- **WHAT TO DO**
- 1) Answer these from the Smoopy's Spring Swap & Shine thread:
(a) What does a 10X10 "smalls" spot cost?
(b) What is the name of the surf rock band booked to play?
(c) Which two publications does decotriumph plan to give away free copies of?
- 2) Translate this sentence from the Smoopy's Spring Swap & Shine thread into Spanish: "Some cool bikes changed hands there last time."
- 3) In the Smoopy's Spring Swap & Shine thread, give every distinct username that heads a post.

Start TEXT EXCERPT

# 4th annual Smoopy's Spring Swap & Shine-May 10th-Murfreesboro, TN



## Smoopy's (Mar 7, 2014)

bring your bikes-your parts and the family to the 4th annual Smoopy's Spring Swap & Shine-May 10th at LTA Depot @ 450 Butler Dr. in Murfreesboro, TN. We will have 10X20 swap spots for $15-10X10 "smalls" spots for $10 and $5 per bike for the shine.. NEW this year..the shine COUNTS!! Top 10 awards and a best of show to given out this year..has your bike got what it takes...open to ALL genre of bike..we like to see them ALL represented at our shows.We will also have a 50/50 drawing and maybe a few more surprises...we hope you can attend..if you have attended a SVB show in the past you know a good time is had by all...spread the word..thanks!!


----------



## Smoopy's (Mar 23, 2014)

Weekly bump


----------



## Pedalin Past (Mar 24, 2014)

*Have Rust....Will Travel....*

Uncle Paul and Uncle Tim will be there with another load of rusty treasures....Keep the kickstand up and enjoy the ride....


----------



## Smoopy's (Mar 29, 2014)

So as many of you know. We always try to have a little live music from some great local bands. This year is no exception..we just booked a groovy surf rock band named the " Crazy Aces" to play a couple of sets..be sure to check them out in reverb..
http://www.reverbnation.com/crazyacesmusic


----------



## American Vintage Bicycle Supply (Apr 9, 2014)

I'll be there. This has always been a good one for me to hit! Worth the drive.


----------



## decotriumph (Apr 30, 2014)

I'll be there with some bikes and parts for sale and some free copies of _Ol' Skool Rodz_ and _Car Kulture DeLuxe_, while they last. This show is a laid-back good time. Some cool bikes changed hands there last time.


----------



## American Vintage Bicycle Supply (May 6, 2014)

bump to the top


----------



## Smoopy's (May 6, 2014)

hey guys, well, the weather is not looking so hot for Saturday..I know most shows are "rain or shine" BUT if you have ever been to a show..in the rain..you know full well how much it stinks..SOOOO..we may have a rain date. I'm in talks with LTA right now trying to figure that out,,I'll keep you guys posted


----------



## American Vintage Bicycle Supply (May 8, 2014)

End TEXT EXCERPT
Start EXTRACTED ENTRIES

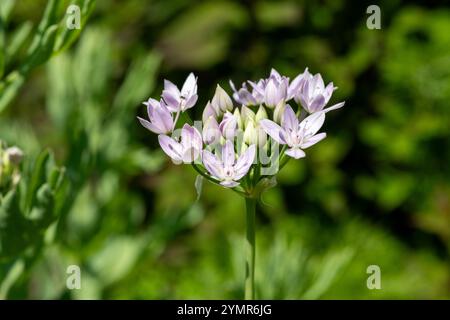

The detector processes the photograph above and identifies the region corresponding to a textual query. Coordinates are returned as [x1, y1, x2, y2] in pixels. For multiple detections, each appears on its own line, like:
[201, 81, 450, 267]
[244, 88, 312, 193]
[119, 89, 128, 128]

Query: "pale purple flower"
[202, 116, 222, 145]
[264, 78, 289, 108]
[259, 105, 326, 159]
[295, 70, 344, 113]
[202, 101, 221, 123]
[219, 112, 238, 140]
[138, 98, 174, 134]
[162, 72, 198, 112]
[158, 124, 203, 164]
[230, 69, 289, 108]
[230, 80, 258, 106]
[203, 140, 256, 188]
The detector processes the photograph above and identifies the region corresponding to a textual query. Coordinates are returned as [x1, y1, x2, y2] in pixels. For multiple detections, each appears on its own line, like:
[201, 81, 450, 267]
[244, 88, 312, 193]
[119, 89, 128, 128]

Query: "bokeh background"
[0, 0, 450, 299]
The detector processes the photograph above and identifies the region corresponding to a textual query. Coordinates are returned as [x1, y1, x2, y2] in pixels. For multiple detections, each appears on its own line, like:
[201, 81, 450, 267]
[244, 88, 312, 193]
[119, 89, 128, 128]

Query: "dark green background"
[0, 0, 450, 299]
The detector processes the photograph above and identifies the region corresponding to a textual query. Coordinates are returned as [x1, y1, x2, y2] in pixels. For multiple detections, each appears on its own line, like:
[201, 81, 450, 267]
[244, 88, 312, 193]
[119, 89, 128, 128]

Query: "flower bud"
[244, 121, 258, 145]
[219, 112, 237, 140]
[233, 108, 244, 130]
[202, 101, 219, 124]
[211, 85, 233, 112]
[202, 116, 221, 145]
[255, 106, 268, 123]
[241, 106, 256, 127]
[273, 100, 286, 123]
[5, 147, 23, 165]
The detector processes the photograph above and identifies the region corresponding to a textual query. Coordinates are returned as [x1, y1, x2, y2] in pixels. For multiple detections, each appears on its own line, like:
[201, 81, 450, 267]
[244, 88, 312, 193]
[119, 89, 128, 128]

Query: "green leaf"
[25, 150, 50, 212]
[113, 52, 161, 112]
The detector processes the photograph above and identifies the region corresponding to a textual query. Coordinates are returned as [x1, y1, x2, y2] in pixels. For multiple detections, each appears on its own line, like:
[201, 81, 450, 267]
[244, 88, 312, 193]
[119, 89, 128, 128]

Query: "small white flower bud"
[211, 85, 233, 112]
[255, 106, 268, 123]
[241, 106, 256, 127]
[273, 100, 286, 123]
[233, 108, 244, 130]
[244, 121, 258, 145]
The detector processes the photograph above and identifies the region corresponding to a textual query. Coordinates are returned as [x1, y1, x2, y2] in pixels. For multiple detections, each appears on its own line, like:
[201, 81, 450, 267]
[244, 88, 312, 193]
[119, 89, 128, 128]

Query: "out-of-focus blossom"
[203, 140, 256, 188]
[260, 106, 326, 159]
[219, 112, 237, 139]
[162, 73, 198, 112]
[158, 124, 203, 164]
[139, 68, 344, 188]
[138, 98, 174, 134]
[202, 116, 222, 145]
[230, 80, 262, 106]
[211, 85, 233, 112]
[294, 70, 344, 113]
[5, 147, 23, 165]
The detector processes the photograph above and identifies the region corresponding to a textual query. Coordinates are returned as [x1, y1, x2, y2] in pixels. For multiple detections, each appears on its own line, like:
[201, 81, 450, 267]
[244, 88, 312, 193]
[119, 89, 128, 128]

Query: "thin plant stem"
[245, 198, 256, 300]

End EXTRACTED ENTRIES

- **SOLVED PROBLEMS**
- 1)
(a) $10
(b) Crazy Aces
(c) Ol' Skool Rodz and Car Kulture DeLuxe

- 2) La última vez, algunas bicicletas geniales cambiaron de dueño allí.

- 3)
Smoopy's
Pedalin Past
American Vintage Bicycle Supply
decotriumph